EXCERPT PROVIDED
* Begin *

# Predictive maintenance

## Part 1: Data Preparation

The original data can be [downloaded from this link.](https://ti.arc.nasa.gov/tech/dash/groups/pcoe/prognostic-data-repository/#turbofan) Since the content in the train and test datasets is different, we are making it uniform before we start the data exploration and the model buiding process. We will convert the data into a more natural format for Vaex.

In [1]:
import vaex

### Read the data

The data contains a list of sensors. These are their names and meanings:


| Name      |Description                      |Unit     |    
|-----------|---------------------------------|---------|    
| T2        | Total temperature at fan inlet  | °R      |    
| T24       | Total temperature at LPC outlet | °R      |    
| T30       | Total temperature at HPC outlet | °R      |    
| T50       | Total temperature at LPT outlet | °R      |    
| P2        | Pressure at fan inlet           | psia    |    
| P15       | Total pressure in bypass-duct   | psia    |    
| P30       | Total pressure at HPC outlet    | psia    |    
| Nf        | Physical fan speed              | rpm     |    
| Nc        | Physical core speed             | rpm     |    
| epr       | Engine pressure ratio (P50/P2)  | --      |    
| Ps30      | Static pressure at HPC outlet   | psia    |    
| phi       | Ratio of fuel flow to Ps30      | pps/psi |    
| NRf       | Corrected fan speed             | rpm     |    
| NRc       | Corrected core speed            | rpm     |    
| BPR       | Bypass Ratio                    | --      |    
| farB      | Burner fuel-air ratio           | --      |    
| htBleed   | Bleed Enthalpy                  | --      |    
| Nf_dmd    | Demanded fan speed              | rpm     |    
| PCNfR_dmd | Demanded corrected fan speed    | rpm     |    
| W31       | HPT coolant bleed               | lbm/s   |    
| W32       | LPT coolant bleed               | lbm/s   |    


In [2]:
column_names = ['unit_number', 'time_in_cycles', 'setting_1', 'setting_2', 'setting_3',
                'T2', 'T24', 'T30', 'T50', 'P2', 'P15', 'P30', 'Nf', 'Nc', 'epr', 'Ps30', 'phi', 
                'NRf', 'NRc', 'BPR', 'farB', 'htBleed', 'Nf_dmd', 'PCNfR_dmd', 'W31', 'W32']


# The training data
train_data = vaex.read_csv("./data/train_FD001.txt", sep='\s+', names=column_names)

* End *

DATASET
* Begin *

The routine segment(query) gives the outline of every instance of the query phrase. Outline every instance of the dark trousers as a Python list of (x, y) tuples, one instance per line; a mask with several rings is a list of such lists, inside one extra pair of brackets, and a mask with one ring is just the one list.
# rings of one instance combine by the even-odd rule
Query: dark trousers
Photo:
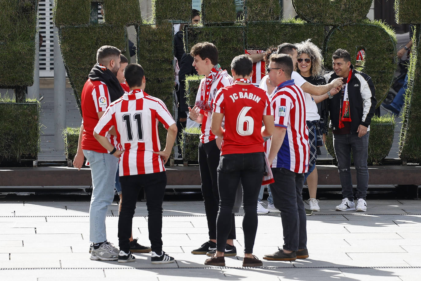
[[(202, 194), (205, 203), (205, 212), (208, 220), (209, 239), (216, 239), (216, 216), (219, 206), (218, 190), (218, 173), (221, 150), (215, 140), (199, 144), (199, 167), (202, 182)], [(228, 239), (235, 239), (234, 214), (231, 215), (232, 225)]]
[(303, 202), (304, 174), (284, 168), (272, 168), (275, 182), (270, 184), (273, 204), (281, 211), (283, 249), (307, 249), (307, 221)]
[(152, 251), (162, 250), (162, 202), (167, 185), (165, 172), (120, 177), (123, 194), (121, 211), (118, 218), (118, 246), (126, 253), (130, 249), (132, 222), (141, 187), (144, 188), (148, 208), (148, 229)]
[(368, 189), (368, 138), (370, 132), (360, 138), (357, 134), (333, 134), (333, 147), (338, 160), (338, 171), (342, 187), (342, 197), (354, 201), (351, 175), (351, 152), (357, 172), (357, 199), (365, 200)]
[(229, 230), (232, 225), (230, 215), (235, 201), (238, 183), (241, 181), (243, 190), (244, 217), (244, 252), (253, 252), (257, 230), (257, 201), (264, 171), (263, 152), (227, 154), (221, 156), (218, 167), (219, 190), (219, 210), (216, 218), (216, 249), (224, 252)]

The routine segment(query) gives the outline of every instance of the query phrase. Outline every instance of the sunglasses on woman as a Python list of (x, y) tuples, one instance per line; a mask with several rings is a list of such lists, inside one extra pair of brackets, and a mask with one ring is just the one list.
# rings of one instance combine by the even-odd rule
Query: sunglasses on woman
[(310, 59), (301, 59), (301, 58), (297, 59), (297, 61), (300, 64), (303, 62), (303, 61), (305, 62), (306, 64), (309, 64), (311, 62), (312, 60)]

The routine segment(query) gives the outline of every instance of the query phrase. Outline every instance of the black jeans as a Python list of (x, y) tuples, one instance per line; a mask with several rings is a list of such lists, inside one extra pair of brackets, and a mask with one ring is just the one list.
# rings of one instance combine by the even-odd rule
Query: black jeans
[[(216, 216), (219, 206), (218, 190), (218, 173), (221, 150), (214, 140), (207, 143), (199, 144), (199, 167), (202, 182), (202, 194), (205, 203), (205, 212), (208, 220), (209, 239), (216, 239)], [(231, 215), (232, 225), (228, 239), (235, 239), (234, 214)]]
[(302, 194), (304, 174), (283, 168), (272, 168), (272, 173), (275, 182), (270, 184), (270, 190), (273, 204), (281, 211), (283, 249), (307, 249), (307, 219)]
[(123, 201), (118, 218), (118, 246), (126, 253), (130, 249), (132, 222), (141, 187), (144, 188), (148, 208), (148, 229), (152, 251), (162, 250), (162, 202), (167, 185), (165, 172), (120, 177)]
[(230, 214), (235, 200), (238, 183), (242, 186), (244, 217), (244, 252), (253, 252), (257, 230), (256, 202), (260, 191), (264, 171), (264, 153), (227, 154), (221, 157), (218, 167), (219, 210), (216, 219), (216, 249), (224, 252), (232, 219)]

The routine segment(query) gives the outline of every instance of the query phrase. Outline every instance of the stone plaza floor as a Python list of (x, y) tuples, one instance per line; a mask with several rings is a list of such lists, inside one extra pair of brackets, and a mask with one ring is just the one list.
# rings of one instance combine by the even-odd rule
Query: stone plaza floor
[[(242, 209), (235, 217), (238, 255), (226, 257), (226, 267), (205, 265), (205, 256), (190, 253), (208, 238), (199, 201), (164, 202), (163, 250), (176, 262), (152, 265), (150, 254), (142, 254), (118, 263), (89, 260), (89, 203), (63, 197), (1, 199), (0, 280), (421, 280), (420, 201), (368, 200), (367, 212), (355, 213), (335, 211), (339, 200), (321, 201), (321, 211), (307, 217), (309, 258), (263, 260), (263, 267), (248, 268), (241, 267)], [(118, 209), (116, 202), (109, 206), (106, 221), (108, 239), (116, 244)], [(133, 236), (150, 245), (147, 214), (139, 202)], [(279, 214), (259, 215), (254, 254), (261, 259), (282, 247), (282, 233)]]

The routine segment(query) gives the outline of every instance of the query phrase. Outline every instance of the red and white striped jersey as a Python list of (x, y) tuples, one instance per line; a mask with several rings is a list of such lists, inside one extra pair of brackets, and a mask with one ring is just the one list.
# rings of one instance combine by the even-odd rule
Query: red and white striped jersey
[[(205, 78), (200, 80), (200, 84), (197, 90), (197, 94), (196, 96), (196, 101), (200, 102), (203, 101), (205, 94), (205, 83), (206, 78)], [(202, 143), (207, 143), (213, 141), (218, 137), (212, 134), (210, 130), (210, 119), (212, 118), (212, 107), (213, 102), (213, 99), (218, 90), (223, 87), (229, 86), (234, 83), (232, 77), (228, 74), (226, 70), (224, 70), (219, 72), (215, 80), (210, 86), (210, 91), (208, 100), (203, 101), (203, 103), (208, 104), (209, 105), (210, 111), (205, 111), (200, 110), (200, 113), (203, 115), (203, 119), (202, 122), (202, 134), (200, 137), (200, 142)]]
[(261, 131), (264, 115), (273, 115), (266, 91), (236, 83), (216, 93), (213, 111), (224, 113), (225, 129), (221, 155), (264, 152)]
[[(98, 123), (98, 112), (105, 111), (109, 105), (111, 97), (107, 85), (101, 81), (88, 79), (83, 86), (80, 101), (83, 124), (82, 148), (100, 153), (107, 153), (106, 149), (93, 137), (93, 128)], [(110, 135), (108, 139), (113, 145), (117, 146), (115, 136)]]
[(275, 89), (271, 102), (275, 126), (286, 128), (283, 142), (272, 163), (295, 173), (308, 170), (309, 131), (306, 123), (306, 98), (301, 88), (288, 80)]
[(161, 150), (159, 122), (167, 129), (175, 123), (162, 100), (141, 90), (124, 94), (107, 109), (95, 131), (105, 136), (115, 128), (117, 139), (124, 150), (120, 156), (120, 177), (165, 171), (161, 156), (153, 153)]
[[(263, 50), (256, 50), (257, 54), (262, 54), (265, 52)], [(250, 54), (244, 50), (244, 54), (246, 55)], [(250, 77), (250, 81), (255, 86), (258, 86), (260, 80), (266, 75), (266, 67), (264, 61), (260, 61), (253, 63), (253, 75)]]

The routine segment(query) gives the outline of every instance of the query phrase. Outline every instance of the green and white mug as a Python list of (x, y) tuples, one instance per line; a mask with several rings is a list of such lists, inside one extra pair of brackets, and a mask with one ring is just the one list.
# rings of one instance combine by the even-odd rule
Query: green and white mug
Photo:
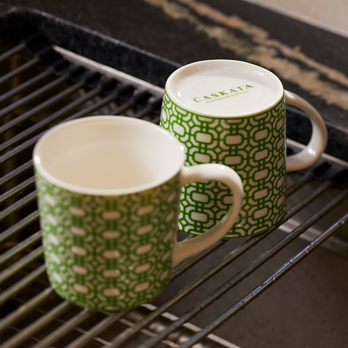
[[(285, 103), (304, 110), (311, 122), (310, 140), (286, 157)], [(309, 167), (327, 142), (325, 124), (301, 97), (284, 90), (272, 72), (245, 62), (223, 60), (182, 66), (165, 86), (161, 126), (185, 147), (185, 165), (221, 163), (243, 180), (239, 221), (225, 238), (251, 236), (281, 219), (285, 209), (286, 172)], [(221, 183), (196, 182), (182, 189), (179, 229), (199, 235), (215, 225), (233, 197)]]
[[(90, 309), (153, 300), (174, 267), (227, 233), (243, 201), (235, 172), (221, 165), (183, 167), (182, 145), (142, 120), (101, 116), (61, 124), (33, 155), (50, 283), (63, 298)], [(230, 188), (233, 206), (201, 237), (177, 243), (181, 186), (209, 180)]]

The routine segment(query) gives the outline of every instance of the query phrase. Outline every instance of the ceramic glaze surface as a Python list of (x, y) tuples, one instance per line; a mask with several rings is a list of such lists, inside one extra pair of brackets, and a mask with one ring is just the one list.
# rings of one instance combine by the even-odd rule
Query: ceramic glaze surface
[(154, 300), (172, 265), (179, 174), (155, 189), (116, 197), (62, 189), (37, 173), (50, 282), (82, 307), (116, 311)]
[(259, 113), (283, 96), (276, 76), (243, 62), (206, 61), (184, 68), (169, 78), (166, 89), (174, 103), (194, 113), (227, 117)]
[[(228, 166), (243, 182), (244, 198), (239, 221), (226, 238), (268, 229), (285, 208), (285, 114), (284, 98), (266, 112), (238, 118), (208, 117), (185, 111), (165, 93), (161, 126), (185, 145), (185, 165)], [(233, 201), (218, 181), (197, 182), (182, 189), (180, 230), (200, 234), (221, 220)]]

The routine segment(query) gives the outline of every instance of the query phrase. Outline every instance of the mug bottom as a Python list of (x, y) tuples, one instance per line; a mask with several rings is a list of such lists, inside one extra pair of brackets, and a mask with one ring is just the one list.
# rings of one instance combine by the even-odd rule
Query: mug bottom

* End *

REQUIREMENTS
[a] Copy the passage of the predictive maintenance page from "The original data" up to and including "format for Vaex.", word for word.
[b] Repeat the entries verbatim from their first line up to and including the line with "62), (312, 60)]". Leave the pictures out of your answer.
The predictive maintenance page and the entries come from separate sources.

EXERCISE ANSWERS
[a]
The original data can be [downloaded from this link.](https://ti.arc.nasa.gov/tech/dash/groups/pcoe/prognostic-data-repository/#turbofan) Since the content in the train and test datasets is different, we are making it uniform before we start the data exploration and the model buiding process. We will convert the data into a more natural format for Vaex.

[b]
The routine segment(query) gives the outline of every instance of the query phrase. Outline every instance of the dark trousers as a Python list of (x, y) tuples, one instance per line; a mask with several rings is a list of such lists, inside one extra pair of brackets, and a mask with one ring is just the one list.
# rings of one instance combine by the even-odd rule
Query: dark trousers
Photo:
[[(202, 194), (205, 203), (205, 212), (208, 220), (209, 239), (216, 239), (216, 216), (219, 206), (218, 190), (218, 173), (221, 150), (215, 140), (199, 144), (199, 167), (202, 182)], [(228, 239), (235, 239), (234, 214), (231, 215), (232, 225)]]
[(303, 202), (304, 174), (284, 168), (272, 168), (275, 182), (270, 184), (273, 204), (281, 211), (283, 249), (307, 249), (307, 221)]
[(152, 251), (162, 250), (162, 202), (167, 185), (165, 172), (120, 177), (123, 194), (121, 211), (118, 218), (118, 246), (126, 253), (130, 249), (132, 222), (141, 187), (144, 188), (148, 208), (148, 229)]
[(368, 189), (368, 138), (370, 132), (360, 138), (357, 134), (333, 134), (333, 147), (338, 160), (338, 171), (342, 187), (342, 197), (354, 201), (351, 175), (351, 152), (357, 172), (357, 199), (365, 200)]
[(229, 230), (232, 225), (230, 215), (235, 201), (238, 183), (241, 181), (243, 190), (244, 217), (244, 252), (253, 252), (257, 230), (257, 201), (264, 171), (263, 152), (227, 154), (221, 156), (218, 167), (219, 190), (219, 210), (216, 218), (216, 249), (224, 252)]

The routine segment(query) gives the outline of every instance of the query phrase. Outline every instance of the sunglasses on woman as a Python list of (x, y) tuples, one instance per line; a mask with several rings is a list of such lists, inside one extra pair of brackets, and a mask with one ring is just the one list.
# rings of one instance combine by the even-odd rule
Query: sunglasses on woman
[(310, 59), (301, 59), (301, 58), (297, 59), (297, 61), (300, 64), (303, 62), (303, 61), (305, 62), (306, 64), (309, 64), (311, 62), (312, 60)]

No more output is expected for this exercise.